STATED GOAL » From the data below, extract word for word the lines starting at the one containing "of the computer" and ending at the one containing "Query: computer monitor", with both of those lines included.

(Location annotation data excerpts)
- - -
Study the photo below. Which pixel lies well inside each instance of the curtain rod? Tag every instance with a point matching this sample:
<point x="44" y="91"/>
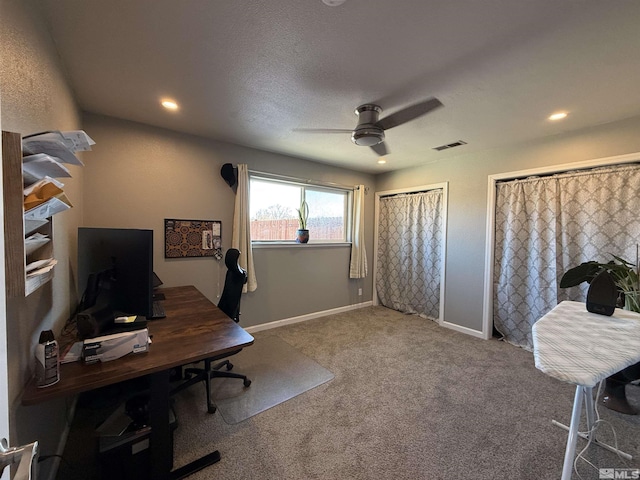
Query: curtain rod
<point x="307" y="181"/>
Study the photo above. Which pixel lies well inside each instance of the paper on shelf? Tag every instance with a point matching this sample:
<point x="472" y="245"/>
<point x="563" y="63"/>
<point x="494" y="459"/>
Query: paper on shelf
<point x="31" y="226"/>
<point x="48" y="209"/>
<point x="45" y="201"/>
<point x="34" y="187"/>
<point x="41" y="165"/>
<point x="53" y="144"/>
<point x="40" y="267"/>
<point x="79" y="140"/>
<point x="34" y="242"/>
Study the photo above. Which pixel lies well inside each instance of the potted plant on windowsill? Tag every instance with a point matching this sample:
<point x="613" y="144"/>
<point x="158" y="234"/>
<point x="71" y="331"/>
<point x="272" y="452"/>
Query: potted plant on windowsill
<point x="303" y="214"/>
<point x="625" y="275"/>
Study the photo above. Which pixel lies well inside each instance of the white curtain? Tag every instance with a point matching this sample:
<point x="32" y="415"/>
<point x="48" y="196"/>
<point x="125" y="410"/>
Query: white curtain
<point x="547" y="225"/>
<point x="242" y="228"/>
<point x="358" y="263"/>
<point x="410" y="233"/>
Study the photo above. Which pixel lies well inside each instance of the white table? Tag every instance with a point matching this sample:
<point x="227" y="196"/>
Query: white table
<point x="583" y="348"/>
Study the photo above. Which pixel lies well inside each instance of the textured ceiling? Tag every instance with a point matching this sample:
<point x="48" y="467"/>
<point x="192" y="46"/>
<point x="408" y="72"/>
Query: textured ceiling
<point x="250" y="72"/>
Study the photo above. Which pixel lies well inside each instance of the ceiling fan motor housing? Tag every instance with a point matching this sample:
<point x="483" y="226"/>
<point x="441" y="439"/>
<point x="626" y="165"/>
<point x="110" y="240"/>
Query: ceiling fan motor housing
<point x="367" y="133"/>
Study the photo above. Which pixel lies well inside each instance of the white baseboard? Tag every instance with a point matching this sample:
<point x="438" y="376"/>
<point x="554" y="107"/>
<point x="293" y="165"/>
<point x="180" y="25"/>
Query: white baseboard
<point x="304" y="318"/>
<point x="466" y="330"/>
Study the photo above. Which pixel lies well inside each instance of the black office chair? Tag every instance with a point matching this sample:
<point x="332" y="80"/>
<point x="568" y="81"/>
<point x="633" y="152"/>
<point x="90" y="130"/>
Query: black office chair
<point x="230" y="304"/>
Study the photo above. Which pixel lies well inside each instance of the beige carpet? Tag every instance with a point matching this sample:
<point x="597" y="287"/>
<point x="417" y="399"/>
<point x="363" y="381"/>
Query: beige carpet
<point x="278" y="372"/>
<point x="410" y="401"/>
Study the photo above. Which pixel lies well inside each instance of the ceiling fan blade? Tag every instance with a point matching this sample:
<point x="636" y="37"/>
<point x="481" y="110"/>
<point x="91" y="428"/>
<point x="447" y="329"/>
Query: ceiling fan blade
<point x="380" y="149"/>
<point x="321" y="130"/>
<point x="408" y="114"/>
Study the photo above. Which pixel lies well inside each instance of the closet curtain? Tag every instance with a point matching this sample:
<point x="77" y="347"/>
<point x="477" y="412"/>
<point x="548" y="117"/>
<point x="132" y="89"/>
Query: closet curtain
<point x="547" y="225"/>
<point x="409" y="252"/>
<point x="241" y="238"/>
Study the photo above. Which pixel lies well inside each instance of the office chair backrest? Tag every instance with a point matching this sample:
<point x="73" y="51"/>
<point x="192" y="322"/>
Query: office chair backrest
<point x="236" y="277"/>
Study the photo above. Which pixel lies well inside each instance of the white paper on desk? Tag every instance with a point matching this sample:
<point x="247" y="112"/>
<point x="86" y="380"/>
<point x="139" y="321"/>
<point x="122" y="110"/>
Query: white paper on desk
<point x="40" y="266"/>
<point x="53" y="144"/>
<point x="49" y="208"/>
<point x="34" y="242"/>
<point x="40" y="165"/>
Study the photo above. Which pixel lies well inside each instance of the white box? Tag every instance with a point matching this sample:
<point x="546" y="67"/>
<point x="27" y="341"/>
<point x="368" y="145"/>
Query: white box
<point x="111" y="347"/>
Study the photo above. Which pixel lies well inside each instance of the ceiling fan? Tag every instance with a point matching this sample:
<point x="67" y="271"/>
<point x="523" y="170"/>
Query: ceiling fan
<point x="370" y="130"/>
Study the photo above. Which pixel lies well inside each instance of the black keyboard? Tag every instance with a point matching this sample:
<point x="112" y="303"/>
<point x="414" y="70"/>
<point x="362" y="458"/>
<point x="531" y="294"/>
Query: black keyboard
<point x="157" y="311"/>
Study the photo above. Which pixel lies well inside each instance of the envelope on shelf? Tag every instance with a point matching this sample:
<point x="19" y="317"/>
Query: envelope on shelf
<point x="45" y="201"/>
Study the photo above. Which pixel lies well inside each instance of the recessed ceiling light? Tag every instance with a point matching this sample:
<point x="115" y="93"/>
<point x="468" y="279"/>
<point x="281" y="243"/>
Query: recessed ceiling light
<point x="558" y="116"/>
<point x="169" y="104"/>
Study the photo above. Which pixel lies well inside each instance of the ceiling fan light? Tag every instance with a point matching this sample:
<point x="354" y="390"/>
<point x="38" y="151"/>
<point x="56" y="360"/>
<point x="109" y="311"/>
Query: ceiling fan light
<point x="367" y="137"/>
<point x="558" y="116"/>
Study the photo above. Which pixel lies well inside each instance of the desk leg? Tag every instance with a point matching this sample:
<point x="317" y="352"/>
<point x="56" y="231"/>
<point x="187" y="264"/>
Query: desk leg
<point x="161" y="451"/>
<point x="570" y="451"/>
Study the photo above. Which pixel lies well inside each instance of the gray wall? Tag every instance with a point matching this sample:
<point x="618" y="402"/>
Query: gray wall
<point x="35" y="97"/>
<point x="139" y="175"/>
<point x="468" y="176"/>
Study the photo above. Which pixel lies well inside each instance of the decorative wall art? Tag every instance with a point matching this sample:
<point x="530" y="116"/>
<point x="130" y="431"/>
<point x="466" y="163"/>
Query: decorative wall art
<point x="192" y="238"/>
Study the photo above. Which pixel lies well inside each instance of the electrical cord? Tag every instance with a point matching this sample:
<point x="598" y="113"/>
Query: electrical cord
<point x="591" y="434"/>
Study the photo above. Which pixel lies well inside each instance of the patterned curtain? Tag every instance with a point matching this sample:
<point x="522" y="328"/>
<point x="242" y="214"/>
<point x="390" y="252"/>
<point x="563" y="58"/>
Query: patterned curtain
<point x="547" y="225"/>
<point x="409" y="252"/>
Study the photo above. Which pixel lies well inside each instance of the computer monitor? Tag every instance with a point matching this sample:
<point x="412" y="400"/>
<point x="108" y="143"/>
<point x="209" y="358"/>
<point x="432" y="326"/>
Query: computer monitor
<point x="116" y="264"/>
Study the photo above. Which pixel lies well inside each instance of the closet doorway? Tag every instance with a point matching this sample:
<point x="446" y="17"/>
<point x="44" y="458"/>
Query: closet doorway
<point x="541" y="222"/>
<point x="410" y="250"/>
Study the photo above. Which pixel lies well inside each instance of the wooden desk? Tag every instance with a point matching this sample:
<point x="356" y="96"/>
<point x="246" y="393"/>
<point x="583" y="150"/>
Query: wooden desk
<point x="193" y="330"/>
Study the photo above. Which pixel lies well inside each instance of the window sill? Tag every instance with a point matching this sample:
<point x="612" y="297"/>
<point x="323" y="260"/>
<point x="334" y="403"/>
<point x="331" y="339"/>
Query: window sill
<point x="311" y="244"/>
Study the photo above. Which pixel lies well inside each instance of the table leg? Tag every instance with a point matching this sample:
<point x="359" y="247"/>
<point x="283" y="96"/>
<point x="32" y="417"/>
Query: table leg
<point x="590" y="417"/>
<point x="161" y="452"/>
<point x="570" y="451"/>
<point x="161" y="445"/>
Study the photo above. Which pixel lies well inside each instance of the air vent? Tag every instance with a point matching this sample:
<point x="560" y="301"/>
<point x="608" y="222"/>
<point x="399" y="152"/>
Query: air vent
<point x="450" y="145"/>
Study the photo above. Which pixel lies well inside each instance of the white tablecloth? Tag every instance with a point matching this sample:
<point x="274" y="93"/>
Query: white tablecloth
<point x="583" y="348"/>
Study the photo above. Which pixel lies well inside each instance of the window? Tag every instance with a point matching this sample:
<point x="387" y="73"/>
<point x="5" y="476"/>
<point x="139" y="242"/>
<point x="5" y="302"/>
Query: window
<point x="273" y="205"/>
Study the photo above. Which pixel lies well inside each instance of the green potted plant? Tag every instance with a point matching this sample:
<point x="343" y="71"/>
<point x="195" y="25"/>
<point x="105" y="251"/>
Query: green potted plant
<point x="303" y="214"/>
<point x="624" y="273"/>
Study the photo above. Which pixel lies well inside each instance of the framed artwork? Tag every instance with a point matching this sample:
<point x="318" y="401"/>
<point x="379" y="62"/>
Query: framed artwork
<point x="192" y="238"/>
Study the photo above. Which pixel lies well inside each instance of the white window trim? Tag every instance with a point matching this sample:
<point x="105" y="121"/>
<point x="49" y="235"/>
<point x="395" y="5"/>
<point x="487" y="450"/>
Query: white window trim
<point x="307" y="184"/>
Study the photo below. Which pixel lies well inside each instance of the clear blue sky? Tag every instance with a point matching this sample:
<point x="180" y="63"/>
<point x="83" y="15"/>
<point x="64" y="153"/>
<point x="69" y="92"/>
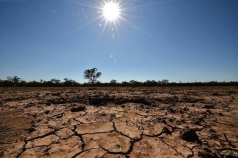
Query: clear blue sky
<point x="179" y="40"/>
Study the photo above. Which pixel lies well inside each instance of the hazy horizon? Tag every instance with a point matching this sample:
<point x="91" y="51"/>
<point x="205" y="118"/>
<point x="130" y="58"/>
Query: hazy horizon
<point x="183" y="40"/>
- - -
RESULT OF THE TASK »
Study the photo above. Which pixel lies well inside each instance of the computer monitor? Tag every instance with a point matching this sample:
<point x="412" y="400"/>
<point x="108" y="143"/>
<point x="209" y="358"/>
<point x="432" y="326"/>
Query: computer monitor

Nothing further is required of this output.